Jury rejects teen’s Zoloft defense


Pittman 
 (The Spokesman-Review)
Associated Press

CHARLESTON, S.C. – A 15-year-old boy who claimed the antidepressant Zoloft drove him to kill his grandparents and burn their house down was found guilty of murder Tuesday and sentenced to 30 years in prison.

The jury took six hours to reject Christopher Pittman’s claim that he was “involuntarily intoxicated” by the drug and could not be held responsible for the crime.

The case was one of the first of its kind to come to trial in the United States since the government began taking a close look at dangers of antidepressant use among teenagers.

Pittman was 12 in 2001 when he killed his grandparents, Joe Pittman, 66, and Joy Pittman, 62, with a pump-action shotgun as they slept in their rural home, then torched their house and drove off in their car. He was charged as an adult.

Pittman hung his head as the verdict was read.

“I know it’s in the hands of God. Whatever he decides on, that’s what it’s going to be,” he said quietly, just before Judge Danny Pieper handed down the minimum sentence. The boy could have gotten life in prison.

** DATA EXTRACT **
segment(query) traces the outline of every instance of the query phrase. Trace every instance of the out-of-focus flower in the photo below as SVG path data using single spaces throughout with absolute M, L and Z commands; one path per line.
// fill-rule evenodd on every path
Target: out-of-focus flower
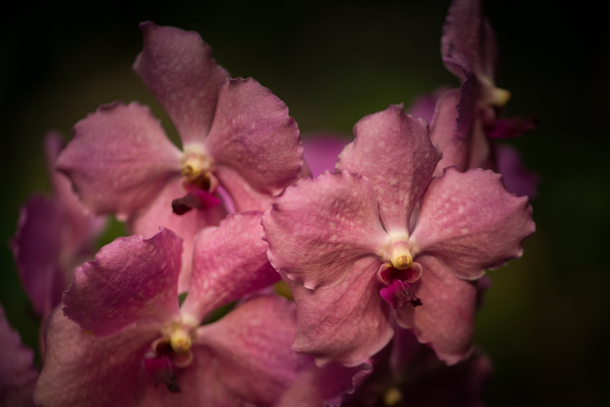
M 255 297 L 200 326 L 215 308 L 277 281 L 261 215 L 231 215 L 198 235 L 192 287 L 179 307 L 182 239 L 168 229 L 120 237 L 77 269 L 65 316 L 57 308 L 49 318 L 37 403 L 271 405 L 301 374 L 317 383 L 311 357 L 290 348 L 295 309 L 284 298 Z M 336 366 L 341 380 L 316 387 L 315 397 L 348 391 L 366 367 Z
M 452 366 L 396 328 L 392 342 L 375 356 L 375 370 L 344 407 L 481 407 L 493 373 L 489 359 L 475 350 Z
M 21 207 L 10 241 L 23 288 L 42 316 L 42 325 L 61 301 L 73 270 L 93 258 L 95 240 L 106 225 L 104 217 L 83 208 L 70 180 L 55 170 L 61 149 L 61 135 L 49 132 L 45 149 L 52 193 L 34 195 Z
M 57 167 L 95 213 L 127 219 L 132 234 L 150 236 L 163 226 L 183 237 L 182 291 L 193 237 L 226 215 L 214 206 L 218 185 L 237 211 L 266 210 L 299 176 L 302 146 L 284 103 L 251 78 L 228 79 L 198 34 L 140 26 L 144 46 L 134 68 L 171 118 L 182 149 L 148 107 L 115 102 L 74 126 Z
M 270 260 L 298 310 L 294 348 L 318 363 L 353 366 L 379 351 L 392 308 L 441 359 L 463 359 L 475 281 L 520 257 L 534 232 L 527 198 L 507 192 L 500 175 L 449 168 L 432 179 L 441 154 L 428 132 L 401 106 L 365 117 L 338 172 L 299 180 L 263 217 Z
M 34 354 L 11 329 L 0 305 L 0 405 L 34 406 L 32 389 L 38 376 Z

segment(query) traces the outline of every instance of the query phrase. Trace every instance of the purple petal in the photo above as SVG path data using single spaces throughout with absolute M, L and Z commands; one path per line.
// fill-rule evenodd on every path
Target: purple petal
M 64 314 L 101 336 L 138 321 L 171 322 L 178 315 L 182 244 L 167 229 L 147 239 L 118 237 L 74 272 Z
M 517 196 L 536 196 L 540 176 L 523 165 L 518 151 L 507 145 L 497 145 L 495 150 L 498 172 L 502 175 L 506 190 Z
M 54 201 L 34 196 L 21 208 L 10 241 L 21 284 L 39 315 L 59 303 L 66 284 L 59 265 L 63 223 Z
M 340 406 L 345 396 L 352 394 L 371 369 L 366 363 L 354 367 L 336 362 L 323 368 L 312 366 L 284 392 L 275 407 Z
M 512 139 L 531 131 L 537 123 L 537 116 L 503 117 L 494 121 L 493 127 L 487 134 L 492 139 Z
M 32 390 L 38 376 L 34 354 L 21 343 L 9 325 L 0 306 L 0 405 L 5 407 L 34 405 Z
M 458 278 L 434 257 L 418 259 L 423 272 L 413 287 L 423 305 L 395 310 L 396 320 L 412 329 L 420 342 L 431 345 L 439 359 L 454 364 L 472 350 L 476 284 Z
M 378 294 L 374 256 L 357 261 L 339 284 L 312 290 L 291 280 L 298 324 L 293 348 L 310 353 L 322 365 L 337 360 L 355 366 L 381 350 L 392 339 L 390 308 Z
M 379 295 L 394 309 L 402 308 L 407 303 L 411 303 L 414 307 L 422 305 L 422 301 L 415 295 L 411 284 L 399 279 L 395 279 L 389 287 L 379 290 Z
M 312 289 L 339 284 L 356 260 L 382 252 L 389 241 L 371 183 L 346 171 L 300 179 L 262 225 L 271 265 Z
M 223 85 L 204 146 L 218 165 L 271 196 L 298 178 L 303 162 L 298 127 L 286 105 L 252 78 L 231 79 Z M 234 180 L 218 176 L 231 193 L 229 184 Z M 244 210 L 239 209 L 240 196 L 232 197 L 239 210 Z
M 352 140 L 335 133 L 317 133 L 303 139 L 303 157 L 312 175 L 317 177 L 326 170 L 334 171 L 337 157 Z
M 96 214 L 126 217 L 148 205 L 180 171 L 181 153 L 149 109 L 135 102 L 100 106 L 73 131 L 57 168 Z
M 193 279 L 181 314 L 200 321 L 210 311 L 280 279 L 269 264 L 268 245 L 260 239 L 262 212 L 227 216 L 218 228 L 195 239 Z
M 56 308 L 46 328 L 45 365 L 34 388 L 40 407 L 135 405 L 142 357 L 158 327 L 133 325 L 93 337 Z
M 226 215 L 226 211 L 222 205 L 218 205 L 176 215 L 171 210 L 171 203 L 185 193 L 180 183 L 179 177 L 169 181 L 148 207 L 129 218 L 127 229 L 132 234 L 150 237 L 159 232 L 159 227 L 163 226 L 184 240 L 182 270 L 178 280 L 178 292 L 184 292 L 190 285 L 195 236 L 206 226 L 218 225 Z
M 358 173 L 371 181 L 379 218 L 390 236 L 408 236 L 413 207 L 442 156 L 429 132 L 425 120 L 404 114 L 401 105 L 390 105 L 356 123 L 356 140 L 337 162 L 337 170 Z
M 218 374 L 227 388 L 246 402 L 269 405 L 312 365 L 310 358 L 290 348 L 295 319 L 294 304 L 285 298 L 255 297 L 198 328 L 195 340 L 218 359 Z
M 532 208 L 526 197 L 507 192 L 501 178 L 480 168 L 465 173 L 446 168 L 422 198 L 410 240 L 416 251 L 433 254 L 467 279 L 520 257 L 521 242 L 535 229 Z
M 186 145 L 210 130 L 221 84 L 229 73 L 195 31 L 140 23 L 144 46 L 134 70 L 171 118 Z
M 443 151 L 443 157 L 436 165 L 435 176 L 442 175 L 444 168 L 452 165 L 464 171 L 468 164 L 470 140 L 458 130 L 456 121 L 461 90 L 448 91 L 439 98 L 436 104 L 430 140 L 439 145 Z
M 192 348 L 193 363 L 176 369 L 176 383 L 179 392 L 172 392 L 162 384 L 155 386 L 149 375 L 140 375 L 143 389 L 140 406 L 146 407 L 243 407 L 243 402 L 231 394 L 221 383 L 216 372 L 217 361 L 212 353 L 200 346 Z

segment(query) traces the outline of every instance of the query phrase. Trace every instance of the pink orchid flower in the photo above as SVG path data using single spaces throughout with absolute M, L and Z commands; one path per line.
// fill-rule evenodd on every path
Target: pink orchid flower
M 34 352 L 21 343 L 0 305 L 0 405 L 33 407 L 32 389 L 38 376 L 34 359 Z
M 442 154 L 429 131 L 401 106 L 365 117 L 337 172 L 299 180 L 263 216 L 270 261 L 296 303 L 293 347 L 321 365 L 362 362 L 395 320 L 448 363 L 466 358 L 476 280 L 520 257 L 534 232 L 527 198 L 501 176 L 450 167 L 432 178 Z
M 299 176 L 303 149 L 284 103 L 251 78 L 228 79 L 197 33 L 140 27 L 134 68 L 171 118 L 182 150 L 148 107 L 115 102 L 76 123 L 57 167 L 87 207 L 126 219 L 131 234 L 149 237 L 163 226 L 184 238 L 184 291 L 193 236 L 226 214 L 215 206 L 218 186 L 237 211 L 266 210 Z
M 47 134 L 45 150 L 52 193 L 28 200 L 10 241 L 21 284 L 43 317 L 41 326 L 61 301 L 74 268 L 93 258 L 95 240 L 106 223 L 105 217 L 94 216 L 82 207 L 70 179 L 55 170 L 62 145 L 59 133 Z
M 290 348 L 296 311 L 284 298 L 255 296 L 200 325 L 218 306 L 278 279 L 261 216 L 229 215 L 198 234 L 181 306 L 182 239 L 169 229 L 118 238 L 77 269 L 63 315 L 56 309 L 48 323 L 37 405 L 268 406 L 301 380 L 319 404 L 353 390 L 370 367 L 336 366 L 336 379 L 320 385 L 325 372 Z

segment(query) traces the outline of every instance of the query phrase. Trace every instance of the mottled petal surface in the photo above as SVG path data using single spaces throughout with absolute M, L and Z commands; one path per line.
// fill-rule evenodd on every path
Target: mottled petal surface
M 356 140 L 337 162 L 337 170 L 358 173 L 371 181 L 379 218 L 390 236 L 408 234 L 413 207 L 442 157 L 429 132 L 425 120 L 404 114 L 401 105 L 390 105 L 356 123 Z
M 495 150 L 496 165 L 506 190 L 517 196 L 535 196 L 540 177 L 523 165 L 519 152 L 506 145 L 498 145 Z
M 310 357 L 290 348 L 295 319 L 294 304 L 285 298 L 255 297 L 217 322 L 199 327 L 195 342 L 218 359 L 220 380 L 232 393 L 269 405 L 312 366 Z
M 387 344 L 393 331 L 391 308 L 379 295 L 381 263 L 374 256 L 361 259 L 328 289 L 314 291 L 287 280 L 297 307 L 295 350 L 313 355 L 318 365 L 336 359 L 355 366 Z
M 229 73 L 210 57 L 212 48 L 195 31 L 140 24 L 144 45 L 134 70 L 171 118 L 182 144 L 203 141 Z
M 417 261 L 423 272 L 413 287 L 422 305 L 395 310 L 396 320 L 412 329 L 420 342 L 431 345 L 439 359 L 454 364 L 472 350 L 476 284 L 458 278 L 431 256 Z
M 150 206 L 129 218 L 127 229 L 131 234 L 150 237 L 159 232 L 160 226 L 163 226 L 184 239 L 182 270 L 178 280 L 178 292 L 184 292 L 188 290 L 190 284 L 195 236 L 206 226 L 217 225 L 226 215 L 226 211 L 222 205 L 217 205 L 204 209 L 194 209 L 184 215 L 176 215 L 171 209 L 172 201 L 185 193 L 180 182 L 179 177 L 170 180 Z
M 464 171 L 468 165 L 470 140 L 458 131 L 456 121 L 460 100 L 460 90 L 453 89 L 439 98 L 436 104 L 430 140 L 439 145 L 443 157 L 436 165 L 435 176 L 442 175 L 448 167 L 455 165 Z
M 312 289 L 339 284 L 356 260 L 382 251 L 389 240 L 371 183 L 346 171 L 300 179 L 262 225 L 271 265 Z
M 345 395 L 352 394 L 371 370 L 366 363 L 354 367 L 337 362 L 323 368 L 312 366 L 284 392 L 275 407 L 340 406 Z
M 182 315 L 201 320 L 210 311 L 280 279 L 269 264 L 268 245 L 260 238 L 262 212 L 227 216 L 195 239 L 193 279 L 181 308 Z
M 102 336 L 140 320 L 170 322 L 178 312 L 182 244 L 167 229 L 149 239 L 117 238 L 74 272 L 64 313 Z
M 507 192 L 499 174 L 450 167 L 426 191 L 410 242 L 456 276 L 475 279 L 521 256 L 521 242 L 535 230 L 531 214 L 527 197 Z
M 301 173 L 303 146 L 296 122 L 284 102 L 252 78 L 231 79 L 222 86 L 204 146 L 215 162 L 272 196 Z M 230 192 L 231 180 L 218 176 Z M 237 202 L 239 197 L 233 199 Z
M 34 352 L 21 343 L 0 306 L 0 405 L 3 407 L 34 405 L 32 390 L 38 372 L 34 359 Z
M 58 264 L 63 220 L 54 201 L 35 195 L 21 208 L 17 231 L 10 241 L 21 284 L 39 315 L 51 311 L 65 288 Z M 57 290 L 54 289 L 56 278 L 60 279 Z
M 57 308 L 46 328 L 45 366 L 34 388 L 38 407 L 132 407 L 138 371 L 154 325 L 131 326 L 110 336 L 92 337 Z
M 57 168 L 96 214 L 126 217 L 148 205 L 180 171 L 180 151 L 150 110 L 135 102 L 100 106 L 73 131 Z
M 245 407 L 220 382 L 217 373 L 218 361 L 201 346 L 192 348 L 193 363 L 176 368 L 176 383 L 179 392 L 172 392 L 162 384 L 155 386 L 154 379 L 140 370 L 142 394 L 138 405 L 142 407 Z M 144 374 L 142 374 L 142 373 Z
M 352 140 L 335 133 L 317 133 L 303 138 L 303 157 L 312 176 L 317 177 L 326 170 L 333 171 L 337 157 Z

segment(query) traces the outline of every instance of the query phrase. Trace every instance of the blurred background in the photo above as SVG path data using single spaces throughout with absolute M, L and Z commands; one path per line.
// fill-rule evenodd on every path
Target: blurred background
M 540 117 L 536 130 L 510 143 L 542 179 L 536 233 L 520 260 L 489 272 L 477 317 L 476 343 L 495 367 L 490 406 L 610 405 L 606 2 L 486 4 L 501 52 L 497 84 L 512 92 L 507 115 Z M 199 32 L 234 77 L 253 76 L 283 99 L 303 133 L 351 134 L 365 115 L 459 85 L 439 52 L 448 0 L 16 3 L 0 16 L 0 301 L 35 348 L 37 321 L 7 243 L 20 205 L 48 190 L 45 132 L 69 138 L 98 105 L 138 100 L 177 139 L 131 70 L 140 21 Z M 113 221 L 99 244 L 124 232 Z

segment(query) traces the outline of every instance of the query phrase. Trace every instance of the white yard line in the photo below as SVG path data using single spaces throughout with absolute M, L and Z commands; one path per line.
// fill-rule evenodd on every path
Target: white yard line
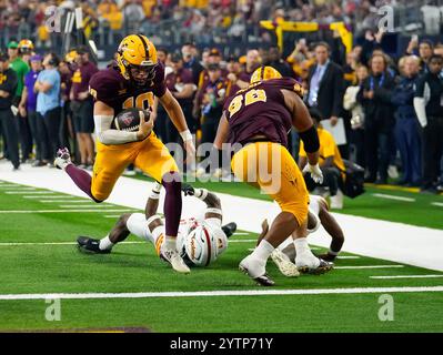
M 234 240 L 230 243 L 249 243 L 256 242 L 255 240 Z M 148 242 L 121 242 L 119 244 L 147 244 Z M 29 245 L 77 245 L 75 242 L 4 242 L 0 246 L 29 246 Z
M 394 276 L 370 276 L 370 278 L 376 280 L 390 280 L 390 278 L 436 278 L 443 277 L 443 275 L 394 275 Z
M 396 268 L 404 265 L 360 265 L 360 266 L 334 266 L 334 268 L 358 270 L 358 268 Z
M 443 292 L 443 286 L 431 287 L 362 287 L 362 288 L 312 288 L 312 290 L 242 290 L 200 292 L 134 292 L 134 293 L 43 293 L 4 294 L 0 301 L 14 300 L 91 300 L 91 298 L 157 298 L 157 297 L 225 297 L 225 296 L 288 296 L 330 295 L 364 293 Z
M 72 213 L 72 212 L 87 212 L 87 213 L 103 213 L 103 212 L 134 212 L 134 210 L 129 210 L 129 209 L 119 209 L 119 210 L 100 210 L 100 209 L 94 209 L 94 210 L 39 210 L 39 211 L 0 211 L 0 213 Z
M 373 193 L 372 195 L 375 196 L 375 197 L 386 199 L 386 200 L 415 202 L 415 199 L 389 195 L 389 194 L 384 194 L 384 193 Z
M 37 171 L 24 165 L 19 172 L 11 172 L 10 164 L 0 162 L 0 176 L 10 183 L 85 197 L 64 172 L 56 169 L 41 168 Z M 122 176 L 107 202 L 142 211 L 152 185 L 153 183 L 147 181 Z M 164 192 L 161 193 L 159 211 L 163 209 L 163 196 Z M 223 206 L 224 223 L 235 222 L 240 231 L 260 233 L 261 222 L 273 207 L 268 201 L 225 193 L 218 193 L 218 196 Z M 192 197 L 183 199 L 183 219 L 203 214 L 204 210 L 205 205 L 201 201 Z M 443 271 L 442 230 L 335 212 L 333 215 L 345 235 L 343 252 Z M 411 222 L 413 221 L 414 216 L 411 215 Z M 329 247 L 331 240 L 326 235 L 326 232 L 320 227 L 309 236 L 309 243 Z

** ACTIVITY **
Continue the news report on the Zoloft murder trial from where it stops.

** EXERCISE RESPONSE **
About a month before the slayings, Pittman was hospitalized after threatening to kill himself. He was prescribed the antidepressant Paxil and was later put on Zoloft.

A psychiatrist testified for the defense that Zoloft was to blame for the killings, and a former Food and Drug Administration official told the jury that the crime was an angry, rash, manic act “that was chemically induced.”

But prosecutors called the Zoloft defense a smokescreen, saying the boy knew exactly what he was doing. Prosecutor Barney Giese said the boy was simply angry at his grandparents for disciplining him for choking a younger student on a school bus.

Pfizer Inc., manufacturer of Zoloft, said in a statement after the verdict: “Zoloft didn’t cause his problems, nor did the medication drive him to commit murder. On these two points, both Pfizer and the jury agree.”

Zoloft is the most widely prescribed antidepressant in the United States.